2025年を迎えて

弁護士 菊池 博愛

 今年は西暦では2025 年になりますが、昭和100 年にあたる年ということだそうです。
 そこで、今からちょうど100 年前の1925 年にどのような出来事があったのかを調べてみました。 

 そうしたところ、1 月にイタリアのムッソリーニが独裁宣言。4 月、日本において治安維持法公布、ドイツではヒンデンブルクが大統領選挙に当選。7 月、ヒトラーによる「我が闘争第1 巻」公表といった出来事があったことがわかりました。これらの出来事を見ると100 年前がどのような時代であったのかある程度想像ができます。
 この14 年後の1939 年にドイツがポーランドに侵攻して第二次世界大戦が始まり、日本もドイツ、イタリアと同盟を結んで戦争に突入していくこととなります。

 さて、この100 年間で人類はどれだけ進歩したでしょうか。確かに、科学技術の進歩は目覚ましく、医療の分野では再生医療の実用化が目前と言われ、宇宙開発技術の分野では民間人の宇宙旅行も夢ではない時代となりました。
 また、情報技術の分野においても進歩は凄まじく、犯罪や災害など様々なニュースについて一般人がリアルタイムでスマートフォンを使用して全世界に向けて中継することができるような時代となっています。

+++

* [作業指示 1]
次の(a)〜(c)が本文の内容と合っているかを、それぞれ「はい」か「いいえ」で答えてください。判断の根拠となる本文の言葉をそのまま引用して添えること。
(a) 2025年は昭和100年にあたる年だとされている。
(b) 治安維持法は1925年7月に公布された。
(c) 第二次世界大戦は1925年の14年後に始まった。
* [作業指示 2]
本文が1925年の出来事として挙げているものを、月とあわせてすべて書き出してください。

* [提供データ]
+++

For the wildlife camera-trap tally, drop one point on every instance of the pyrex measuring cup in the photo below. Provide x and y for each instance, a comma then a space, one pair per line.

+++

* [解答 1]
(a) はい。「昭和100 年にあたる年ということだそうです」
(b) いいえ。「4 月、日本において治安維持法公布」
(c) はい。「この14 年後の1939 年にドイツがポーランドに侵攻して第二次世界大戦が始まり」

* [解答 2]
1月、イタリアのムッソリーニが独裁宣言をした。
4月、日本で治安維持法が公布された。
4月、ドイツでヒンデンブルクが大統領選挙に当選した。
7月、ヒトラーによる「我が闘争第1 巻」が公表された。